• [Exercise brief]:
Output the line that contains "Note for the class: annotate every instance of the wooden chair" and every line after it to the end of the entries, with nothing added or left out.

begin

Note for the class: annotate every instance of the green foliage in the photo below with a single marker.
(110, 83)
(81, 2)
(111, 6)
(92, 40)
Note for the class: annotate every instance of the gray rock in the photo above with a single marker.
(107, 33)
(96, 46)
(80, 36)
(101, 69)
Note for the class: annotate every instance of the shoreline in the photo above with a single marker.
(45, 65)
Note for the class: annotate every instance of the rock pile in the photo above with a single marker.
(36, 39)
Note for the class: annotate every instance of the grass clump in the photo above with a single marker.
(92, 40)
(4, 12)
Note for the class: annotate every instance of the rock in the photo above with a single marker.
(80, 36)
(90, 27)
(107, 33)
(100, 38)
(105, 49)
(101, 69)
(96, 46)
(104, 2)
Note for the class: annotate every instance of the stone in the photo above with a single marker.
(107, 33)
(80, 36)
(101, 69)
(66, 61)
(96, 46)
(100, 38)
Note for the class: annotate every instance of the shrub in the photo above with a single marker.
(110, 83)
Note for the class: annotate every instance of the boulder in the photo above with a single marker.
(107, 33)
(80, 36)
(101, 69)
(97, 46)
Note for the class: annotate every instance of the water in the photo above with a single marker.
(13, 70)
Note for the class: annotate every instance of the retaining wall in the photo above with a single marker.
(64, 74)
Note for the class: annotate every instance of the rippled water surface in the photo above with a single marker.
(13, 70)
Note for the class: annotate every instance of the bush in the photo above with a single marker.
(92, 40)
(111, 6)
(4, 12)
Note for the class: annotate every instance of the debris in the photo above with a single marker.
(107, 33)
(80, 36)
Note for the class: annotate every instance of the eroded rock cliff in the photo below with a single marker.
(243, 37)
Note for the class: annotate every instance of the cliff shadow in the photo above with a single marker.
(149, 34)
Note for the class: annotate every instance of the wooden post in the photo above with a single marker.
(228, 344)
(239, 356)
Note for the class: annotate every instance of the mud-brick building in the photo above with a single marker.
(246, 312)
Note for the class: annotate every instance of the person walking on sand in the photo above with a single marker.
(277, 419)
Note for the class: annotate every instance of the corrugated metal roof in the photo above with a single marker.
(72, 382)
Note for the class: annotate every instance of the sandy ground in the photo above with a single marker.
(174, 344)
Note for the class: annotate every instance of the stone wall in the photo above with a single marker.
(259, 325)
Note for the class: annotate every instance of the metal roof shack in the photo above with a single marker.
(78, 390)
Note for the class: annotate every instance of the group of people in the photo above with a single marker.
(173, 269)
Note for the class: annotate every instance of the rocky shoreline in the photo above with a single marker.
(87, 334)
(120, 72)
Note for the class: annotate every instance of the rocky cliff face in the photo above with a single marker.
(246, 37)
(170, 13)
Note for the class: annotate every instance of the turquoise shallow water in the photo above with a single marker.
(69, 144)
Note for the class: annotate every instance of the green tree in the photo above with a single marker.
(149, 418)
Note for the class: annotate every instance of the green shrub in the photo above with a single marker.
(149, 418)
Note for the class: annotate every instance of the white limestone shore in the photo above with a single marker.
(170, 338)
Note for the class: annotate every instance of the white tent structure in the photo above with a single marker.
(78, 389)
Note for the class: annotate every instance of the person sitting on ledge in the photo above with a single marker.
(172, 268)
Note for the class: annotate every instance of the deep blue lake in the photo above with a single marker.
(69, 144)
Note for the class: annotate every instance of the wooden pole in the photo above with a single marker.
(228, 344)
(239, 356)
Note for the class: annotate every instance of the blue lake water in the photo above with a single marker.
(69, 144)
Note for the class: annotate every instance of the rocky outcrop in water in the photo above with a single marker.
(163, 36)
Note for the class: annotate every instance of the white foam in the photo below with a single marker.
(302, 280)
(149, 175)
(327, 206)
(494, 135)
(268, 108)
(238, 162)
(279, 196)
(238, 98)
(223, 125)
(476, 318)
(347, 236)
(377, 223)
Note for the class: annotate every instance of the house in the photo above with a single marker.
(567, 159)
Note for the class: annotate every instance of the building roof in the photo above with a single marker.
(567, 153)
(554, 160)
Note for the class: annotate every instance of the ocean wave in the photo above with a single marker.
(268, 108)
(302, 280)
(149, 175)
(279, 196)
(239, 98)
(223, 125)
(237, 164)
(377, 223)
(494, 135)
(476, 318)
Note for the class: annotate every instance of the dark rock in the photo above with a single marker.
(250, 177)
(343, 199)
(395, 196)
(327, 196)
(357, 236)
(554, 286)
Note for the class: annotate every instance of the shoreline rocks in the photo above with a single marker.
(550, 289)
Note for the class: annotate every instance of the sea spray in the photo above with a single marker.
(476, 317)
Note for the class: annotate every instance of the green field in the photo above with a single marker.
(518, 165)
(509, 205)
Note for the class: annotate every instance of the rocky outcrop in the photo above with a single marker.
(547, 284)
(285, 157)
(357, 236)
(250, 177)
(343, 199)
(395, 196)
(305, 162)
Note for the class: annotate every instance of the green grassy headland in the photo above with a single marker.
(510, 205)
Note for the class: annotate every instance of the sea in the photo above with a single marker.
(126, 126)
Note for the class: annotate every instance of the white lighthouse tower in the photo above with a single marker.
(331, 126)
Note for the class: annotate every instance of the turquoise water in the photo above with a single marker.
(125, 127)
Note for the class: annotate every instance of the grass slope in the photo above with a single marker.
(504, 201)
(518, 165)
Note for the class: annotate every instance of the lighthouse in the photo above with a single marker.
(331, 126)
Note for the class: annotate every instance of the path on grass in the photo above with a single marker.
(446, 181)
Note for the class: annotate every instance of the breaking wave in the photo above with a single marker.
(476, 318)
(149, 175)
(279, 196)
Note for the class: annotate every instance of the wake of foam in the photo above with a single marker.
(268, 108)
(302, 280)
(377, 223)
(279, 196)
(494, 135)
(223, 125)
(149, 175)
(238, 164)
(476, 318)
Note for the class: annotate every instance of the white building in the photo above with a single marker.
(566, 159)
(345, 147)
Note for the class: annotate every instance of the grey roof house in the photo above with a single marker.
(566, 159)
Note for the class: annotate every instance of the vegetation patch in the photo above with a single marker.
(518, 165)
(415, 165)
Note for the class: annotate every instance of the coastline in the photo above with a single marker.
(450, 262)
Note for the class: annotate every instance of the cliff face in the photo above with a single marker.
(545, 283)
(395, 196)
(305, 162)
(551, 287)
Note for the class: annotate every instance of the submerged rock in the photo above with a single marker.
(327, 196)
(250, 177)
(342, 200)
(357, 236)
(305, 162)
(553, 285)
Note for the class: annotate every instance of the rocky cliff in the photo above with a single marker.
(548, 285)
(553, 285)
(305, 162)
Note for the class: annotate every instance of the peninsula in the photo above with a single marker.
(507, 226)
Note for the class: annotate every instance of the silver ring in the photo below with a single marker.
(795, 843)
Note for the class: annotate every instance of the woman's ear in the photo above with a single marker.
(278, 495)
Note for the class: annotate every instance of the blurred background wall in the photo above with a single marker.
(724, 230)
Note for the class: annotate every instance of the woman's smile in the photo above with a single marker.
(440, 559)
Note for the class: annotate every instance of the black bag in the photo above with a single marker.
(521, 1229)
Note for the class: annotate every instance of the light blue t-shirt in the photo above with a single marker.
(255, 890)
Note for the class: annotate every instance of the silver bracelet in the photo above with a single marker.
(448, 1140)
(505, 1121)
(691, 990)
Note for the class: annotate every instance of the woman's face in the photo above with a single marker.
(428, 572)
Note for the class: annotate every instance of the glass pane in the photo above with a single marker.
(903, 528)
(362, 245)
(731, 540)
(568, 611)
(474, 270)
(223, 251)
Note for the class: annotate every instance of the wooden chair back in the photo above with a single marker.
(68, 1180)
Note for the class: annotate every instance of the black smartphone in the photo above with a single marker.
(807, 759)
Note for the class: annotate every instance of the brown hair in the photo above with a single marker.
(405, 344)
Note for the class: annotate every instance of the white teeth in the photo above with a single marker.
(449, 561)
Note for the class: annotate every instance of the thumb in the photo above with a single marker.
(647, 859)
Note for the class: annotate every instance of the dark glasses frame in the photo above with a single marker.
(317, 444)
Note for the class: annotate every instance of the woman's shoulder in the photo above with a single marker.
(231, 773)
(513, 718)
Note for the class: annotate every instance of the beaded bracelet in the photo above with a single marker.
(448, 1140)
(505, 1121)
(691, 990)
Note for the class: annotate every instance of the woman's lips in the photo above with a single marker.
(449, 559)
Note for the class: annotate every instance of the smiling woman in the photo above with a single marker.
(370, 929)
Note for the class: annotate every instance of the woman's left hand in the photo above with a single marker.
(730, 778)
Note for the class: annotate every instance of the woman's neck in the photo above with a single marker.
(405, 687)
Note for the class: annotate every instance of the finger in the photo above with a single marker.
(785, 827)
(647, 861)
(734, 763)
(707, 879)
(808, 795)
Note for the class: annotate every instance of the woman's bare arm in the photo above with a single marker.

end

• [The answer]:
Note for the class: annotate every instance of the wooden chair back in the photo above with a single marker.
(68, 1180)
Note for the class: annotate every instance of the black smartphone in the photo above with a single marker.
(807, 759)
Note for the class: annotate every instance of the brown hair in the photo above with a single marker.
(405, 344)
Note for the class: annotate every instance of the white teeth in the photo above with a single marker.
(449, 561)
Note for the class: annotate every instance of the thumb in the photo above with a single marker.
(647, 859)
Note for the class: annotate every instance of the dark glasses frame in the photo above with a single marker.
(317, 444)
Note for the class: annotate every instance of the woman's shoulder in the photo above with a single marker.
(231, 773)
(513, 718)
Note for the class: annotate every instance of the beaded bracelet in the photo above with a single marker.
(448, 1140)
(505, 1121)
(691, 990)
Note for the class: annotate every instance of the woman's lips in the photo above with a single marker.
(449, 559)
Note for the class: annotate every instance of the smiling woman in the photo above with a single marker.
(370, 929)
Note for the class: annotate every instance of the woman's left hand in the photo above with a single marker.
(730, 778)
Note for the class: annotate every instance of the woman's neck in the photo above with a single marker.
(405, 687)
Note for the class: annotate every instance of the finger in the photo above with a single marker.
(785, 827)
(647, 861)
(734, 763)
(707, 879)
(808, 795)
Note for the class: annotate every instance of the woman's bare arm in the photo above with a single marker.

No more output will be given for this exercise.